ASSIGNMENT 1 »
Answer these questions from the Clayton, Dubilier & Rice passage:
(a) In what year was CD&R founded?
(b) What did the Duff & Phelps study claim about margins at firms taken over by CD&R?
(c) What annual return did CD&R generate when it sold its remaining stake in Hertz?
ASSIGNMENT 2 » Write out the part of the Clayton, Dubilier & Rice passage that opens with the words "More recently CD&R" and closes with "of existing ones.". Keep its wording unchanged.

Clayton, Dubilier & Rice (http://www.claytondubilier.com/index.php) is a private-equity firm for those who believe in making money the “old-fashioned way,” by improving things. Early in my own career I had an opportunity to learn some tricks of the trade from CD&R as a young MBA grad who had the opportunity to do some research on how they work. Their track record was recently highlighted by The Economist:
Private-equity nabobs bristle at being dubbed mere financiers. Piling debt onto companies’ balance-sheets is only a small part of what leveraged buy-outs are about, they insist. Improving the workings of the businesses they take over is just as core to their calling, if not more so. Much of their pleading is public-relations bluster. Clever financial ploys are what have made billionaires of the industry’s veterans. “Operational improvement” in a portfolio company has often meant little more than promising colossal bonuses to sitting chief executives if they meet ambitious growth targets. That model is still prevalent today.
One shop which can plausibly claim to stand out from the crowd is Clayton, Dubilier & Rice (CD&R). Despite being among the oldest buy-out firms—founded in 1978—it is smaller and has a lower profile than younger rivals such as Carlyle or Blackstone. It has a bench filled with former bosses from the likes of GE, Unilever or Gap, whom it deploys to oversee its companies. These gurus usually chaperone day-to-day managers as chairmen of the board. If that doesn’t work out, they themselves take on the chief executive’s mantle, at least for a while.
CD&R seems to have done a good job of revitalizing businesses. A study by Duff & Phelps, an advisory group, claims that margins at firms taken over by CD&R improve at double the rate of industry peers. A notable early success was IBM’s typewriter-and-printer division, later known as Lexmark, which had an uncertain future when CD&R bought it in 1991. Repositioning it into laser printers more than doubled its value in six years.
More recently CD&R revamped Kinko’s, a chain of copying shops it bought in 1996, by consolidating 127 subsidiaries into a single company and selling it on to FedEx. Alongside Carlyle and Merrill Lynch, it carved out Hertz, a car-hire firm, from Ford in 2005. Having merged it with Dollar Thrifty, a rival, it sold its remaining stake last month, generating an annual return of 33%. Among its more recent purchases are two retailers for which it is planning expansion into Europe: B&M Retail, a British discount retailer now chaired by Sir Terry Leahy, a former Tesco boss turned CD&R adviser; and David’s Bridal, an American purveyor of wedding paraphernalia now chaired by Paul Pressler, once of Gap. Jack Welch, GE’s former chairman, helps find new investments and gauge the progress of existing ones.

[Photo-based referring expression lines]

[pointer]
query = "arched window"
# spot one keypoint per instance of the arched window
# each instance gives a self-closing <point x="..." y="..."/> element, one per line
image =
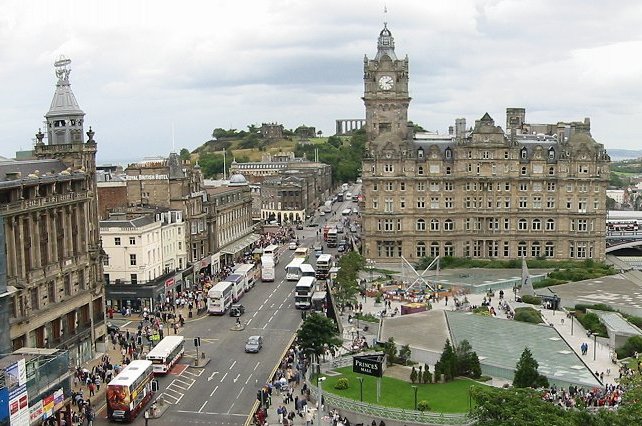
<point x="535" y="249"/>
<point x="523" y="153"/>
<point x="434" y="249"/>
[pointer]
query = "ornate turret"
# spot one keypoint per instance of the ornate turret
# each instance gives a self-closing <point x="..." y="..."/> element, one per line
<point x="65" y="118"/>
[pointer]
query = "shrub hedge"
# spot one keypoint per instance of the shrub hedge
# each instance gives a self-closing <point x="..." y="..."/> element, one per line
<point x="528" y="314"/>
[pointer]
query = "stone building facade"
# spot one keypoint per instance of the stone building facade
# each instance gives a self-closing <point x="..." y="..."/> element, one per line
<point x="49" y="210"/>
<point x="229" y="212"/>
<point x="173" y="184"/>
<point x="485" y="193"/>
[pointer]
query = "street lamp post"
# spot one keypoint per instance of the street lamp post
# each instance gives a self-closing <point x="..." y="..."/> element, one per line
<point x="320" y="401"/>
<point x="415" y="388"/>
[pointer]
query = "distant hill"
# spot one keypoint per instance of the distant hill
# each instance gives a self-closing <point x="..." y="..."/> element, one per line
<point x="624" y="154"/>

WRITTEN SOLUTION 1 »
(a) 1978.
(b) They improve at double the rate of industry peers.
(c) 33%.

WRITTEN SOLUTION 2 »
More recently CD&R revamped Kinko’s, a chain of copying shops it bought in 1996, by consolidating 127 subsidiaries into a single company and selling it on to FedEx. Alongside Carlyle and Merrill Lynch, it carved out Hertz, a car-hire firm, from Ford in 2005. Having merged it with Dollar Thrifty, a rival, it sold its remaining stake last month, generating an annual return of 33%. Among its more recent purchases are two retailers for which it is planning expansion into Europe: B&M Retail, a British discount retailer now chaired by Sir Terry Leahy, a former Tesco boss turned CD&R adviser; and David’s Bridal, an American purveyor of wedding paraphernalia now chaired by Paul Pressler, once of Gap. Jack Welch, GE’s former chairman, helps find new investments and gauge the progress of existing ones.